### Goal of the exercise
Return all of the entries exactly as written.

### Working data
◇ ◇ ◇ ◇ ◇ ◇ ◇
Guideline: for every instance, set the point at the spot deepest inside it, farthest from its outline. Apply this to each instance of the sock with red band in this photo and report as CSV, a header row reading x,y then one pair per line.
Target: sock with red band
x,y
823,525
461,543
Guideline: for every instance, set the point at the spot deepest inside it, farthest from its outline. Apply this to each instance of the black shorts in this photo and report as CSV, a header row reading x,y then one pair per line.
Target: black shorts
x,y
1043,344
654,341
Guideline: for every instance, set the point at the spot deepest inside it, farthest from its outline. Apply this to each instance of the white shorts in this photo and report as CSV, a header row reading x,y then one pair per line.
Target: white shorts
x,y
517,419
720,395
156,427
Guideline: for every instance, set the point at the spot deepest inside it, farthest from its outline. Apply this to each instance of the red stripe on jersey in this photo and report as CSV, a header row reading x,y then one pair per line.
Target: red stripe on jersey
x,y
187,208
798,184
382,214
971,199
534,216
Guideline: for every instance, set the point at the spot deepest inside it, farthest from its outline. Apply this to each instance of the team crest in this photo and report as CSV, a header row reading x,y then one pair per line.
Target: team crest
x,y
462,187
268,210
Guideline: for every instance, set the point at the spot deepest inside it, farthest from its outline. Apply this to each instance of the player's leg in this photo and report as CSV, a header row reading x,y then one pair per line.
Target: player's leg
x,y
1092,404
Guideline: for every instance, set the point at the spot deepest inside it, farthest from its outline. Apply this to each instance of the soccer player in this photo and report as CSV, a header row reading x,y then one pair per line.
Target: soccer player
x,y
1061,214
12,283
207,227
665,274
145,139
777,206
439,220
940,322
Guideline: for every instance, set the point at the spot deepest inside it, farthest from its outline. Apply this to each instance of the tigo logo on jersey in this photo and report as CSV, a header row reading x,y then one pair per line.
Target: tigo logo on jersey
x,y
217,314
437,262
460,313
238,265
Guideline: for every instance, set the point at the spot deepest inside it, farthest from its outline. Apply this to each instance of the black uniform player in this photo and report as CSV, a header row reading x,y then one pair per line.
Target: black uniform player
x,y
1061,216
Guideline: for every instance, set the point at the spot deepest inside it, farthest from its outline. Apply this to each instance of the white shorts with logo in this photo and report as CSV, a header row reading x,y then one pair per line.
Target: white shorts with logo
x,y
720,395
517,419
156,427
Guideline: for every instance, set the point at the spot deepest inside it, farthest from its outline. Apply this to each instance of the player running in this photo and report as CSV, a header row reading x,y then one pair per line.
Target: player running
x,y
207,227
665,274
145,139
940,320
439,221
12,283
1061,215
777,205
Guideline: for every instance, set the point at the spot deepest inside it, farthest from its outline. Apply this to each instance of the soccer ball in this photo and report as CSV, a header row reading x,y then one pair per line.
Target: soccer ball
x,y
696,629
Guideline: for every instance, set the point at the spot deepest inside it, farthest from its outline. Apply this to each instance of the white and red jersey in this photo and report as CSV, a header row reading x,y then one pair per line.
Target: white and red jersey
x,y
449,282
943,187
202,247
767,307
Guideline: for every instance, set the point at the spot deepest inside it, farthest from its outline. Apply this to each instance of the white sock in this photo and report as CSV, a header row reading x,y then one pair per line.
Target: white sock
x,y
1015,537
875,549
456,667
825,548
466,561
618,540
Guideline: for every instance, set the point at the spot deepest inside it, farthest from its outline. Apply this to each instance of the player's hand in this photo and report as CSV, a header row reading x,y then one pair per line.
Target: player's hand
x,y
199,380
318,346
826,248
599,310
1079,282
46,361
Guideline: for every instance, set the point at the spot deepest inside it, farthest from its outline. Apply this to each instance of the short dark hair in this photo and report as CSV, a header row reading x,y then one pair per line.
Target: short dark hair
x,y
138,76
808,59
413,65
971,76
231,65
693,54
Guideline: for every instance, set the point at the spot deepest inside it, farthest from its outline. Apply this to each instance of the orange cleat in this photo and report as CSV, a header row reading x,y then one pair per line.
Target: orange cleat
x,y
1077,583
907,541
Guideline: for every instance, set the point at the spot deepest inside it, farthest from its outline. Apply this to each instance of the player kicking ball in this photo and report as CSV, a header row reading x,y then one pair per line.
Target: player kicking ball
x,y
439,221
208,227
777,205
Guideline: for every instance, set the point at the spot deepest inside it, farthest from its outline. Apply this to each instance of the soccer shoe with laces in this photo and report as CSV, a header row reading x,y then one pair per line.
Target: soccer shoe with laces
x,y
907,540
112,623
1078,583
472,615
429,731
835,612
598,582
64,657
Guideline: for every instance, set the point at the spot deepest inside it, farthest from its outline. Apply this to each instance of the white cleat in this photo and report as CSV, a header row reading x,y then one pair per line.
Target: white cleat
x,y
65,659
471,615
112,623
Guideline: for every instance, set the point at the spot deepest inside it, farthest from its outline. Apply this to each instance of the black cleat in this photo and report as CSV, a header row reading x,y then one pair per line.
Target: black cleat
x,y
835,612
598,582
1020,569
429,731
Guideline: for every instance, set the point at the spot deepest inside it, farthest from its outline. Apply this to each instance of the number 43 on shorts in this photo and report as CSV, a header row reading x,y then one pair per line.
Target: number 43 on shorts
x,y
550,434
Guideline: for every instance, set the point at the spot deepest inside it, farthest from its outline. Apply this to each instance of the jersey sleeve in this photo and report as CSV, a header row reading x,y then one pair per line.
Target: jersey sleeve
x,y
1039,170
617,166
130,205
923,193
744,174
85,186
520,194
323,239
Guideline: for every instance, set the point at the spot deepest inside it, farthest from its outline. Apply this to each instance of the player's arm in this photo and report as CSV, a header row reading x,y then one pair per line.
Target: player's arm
◇ ◇ ◇ ◇ ◇ ◇ ◇
### Reply to the exercise
Guideline: for every instance, set the point at the spot deepest inside it, farthest from its outline. Apply this to each instance of the sock with red band in this photo and report as CSV, a header row reading x,y then one pair per line.
Target: sock with red band
x,y
823,525
461,543
Guideline: for every instance, set the point at the spot deepest inside it, farthest from its outline. Apply this to each instance of the black shorts in this photo and report as CSV, a header row reading x,y then one pair per line.
Target: black shorts
x,y
1043,344
654,341
Guideline: for every instance, set the point at the spot deepest inside it, farthest from its outline. Apply this to each instance of the white shorts in this photo and report as CSV, a header row reading x,y then one pair per line.
Target: white shorts
x,y
517,419
720,395
156,427
Guideline: for every instance, set the point at the spot deepest inside it, farthest from its outline. Apply this to each instance of the red stripe on jersey in this photo and report as CSV, a header row reading x,y then one pair per line.
Target: red stripe on jersey
x,y
187,208
798,184
382,214
971,199
534,216
Guideline: for every instance, set the point at the spot deepest inside it, farthest from its outline. Apply this to each instance of the team crest in this photo and report as CSV, a header row reading x,y then one pair per line.
Target: team crest
x,y
462,187
268,210
Guideline: for every instance, set the point at the spot deepest inside it, farthest from its outline. Apply this to each instance of the player's leg in this photo and report as CSV, a header row reading x,y then one pair per line.
Target: player's leg
x,y
1092,404
Guideline: for every instance, set the point at the spot deepest inside it, farthest from its outline. Apply this to each instance of the soccer player in this photo and report as CSV, a header row reading x,y then one pair per line.
Target: soccer player
x,y
1061,214
12,283
207,227
665,274
145,139
777,206
439,220
940,322
Guideline: for every instance, set the point at the spot deepest inside it, farthest from its outline. Apply this to each instance of the tigo logo on jersey in this photo and report as CSV, a header row reading x,y then one pair per line.
Target: tigo logo on jersey
x,y
217,314
437,262
460,313
238,265
Guideline: for every instance, set the point at the spot deepest inside it, farthest from its outline. Apply this to each instance of the black uniform player in this photo and report as CSV, a header row reading x,y then one pair per line.
Target: black uniform player
x,y
1061,216
Guideline: for every instance, set the point at the spot deepest inside it, farthest from its outline. Apply this to each instance of the white shorts with logo in this photo and report as CSV, a header row reading x,y then one pair per line.
Target: white shorts with logo
x,y
720,395
517,419
156,427
Guideline: for every instance, set the point at the spot deepest inside it, farthest from its outline. Apply this to each instance of the player running in this photo and report as CSV, a header row reading x,y then one pair per line.
Target: player running
x,y
207,227
665,274
145,139
940,320
439,221
12,283
1061,215
777,205
Guideline: for every instance, set the point at the spot deepest inside it, farthest from its outline. Apply this to each instance of the soccer ball in this photo and report as CSV, a header row reading x,y then one pair per line.
Target: soccer ball
x,y
696,629
Guideline: for every instance, set the point at the spot deepest inside it, farthest from its outline. Apply this to each instance of the white and red jersey in this photo and report as CSV, a header row reading x,y then one pair per line.
Target: white and red jersey
x,y
449,282
943,187
202,247
767,307
Guideline: for every instance, set the point at the spot deepest inside it, farthest from its outline. Apply this to each instance of the white sock in this photo and report as CSV, a header row reading x,y then one pair per line.
Target: white sock
x,y
1015,537
875,549
456,667
825,548
466,561
618,540
Guideline: for every instance, set the point at the spot deepest inside it, farthest from its outline. Apply this to each instance of the player's hand in this photo and report as CSV, a header row reading x,y then one pair per line.
Target: player's hand
x,y
199,380
318,346
826,248
599,310
1079,282
46,361
Guideline: for every instance, set the point at the spot deepest inside it, farthest from its outline. Apply this to each instance of the short dark hair in this photo and report as CSV, a header row reading x,y then one pair per line.
Target: short dark hair
x,y
138,76
808,59
413,65
971,76
231,65
693,54
Guideline: for every instance, set the point at the spot deepest inside it, farthest from its outline. Apply this to each instance of the orange cleat in this photo and report as CSV, a header row reading x,y then one pair per line.
Target: orange cleat
x,y
1077,583
907,541
Guideline: for every instance, set the point at the spot deepest inside it, farthest from its outline. Apply this to each instance of the player kicking ball in this photo and report as CSV, a header row reading x,y then one pair per line.
Target: player kicking ball
x,y
439,221
208,227
777,205
Guideline: for every instance, set the point at the spot deepest inside it, farthest from its outline. Apply this to each instance of the soccer shoe with laces in this photo and report as CSV, a header row reading x,y then one pair per line.
Target: soccer shoe with laces
x,y
907,540
112,623
1078,583
472,615
429,731
835,612
598,582
64,657
Guideline: for every instance, set the point at the spot deepest inside it, farthest from its outline. Apply this to each instance of the white cleat in this photo and report as CSV, a header row reading x,y then one pair per line.
Target: white cleat
x,y
65,659
471,615
112,623
Guideline: for every instance, set the point at the spot deepest inside it, farthest from its outline. Apply this to each instance of the black cleat in this photo and report as CSV, a header row reading x,y then one pair per line.
Target: black cleat
x,y
835,612
598,582
1020,569
429,731
Guideline: for every instance, set the point at the spot deepest inside it, farthest from its outline. Apply this to each instance of the number 43 on shorts in this photo and report as CSV, a header row reading x,y then one pair per line.
Target: number 43 on shorts
x,y
550,434
Guideline: for every instance, set the point at the spot deepest inside it, farthest from its outline. Apply this to each instance of the jersey sleeve in this photo and report as CSV, a header row reading x,y then one pair per line.
Target: jersey sleeve
x,y
1039,170
617,166
130,205
923,193
744,174
85,186
520,194
323,239
Guideline: for every instance, set the point at the spot deepest inside it, farthest from its outline. Apply this to each instance of the player's arm in this photo and report as CSV, a header row reading x,y then one pair per line.
Target: player's arm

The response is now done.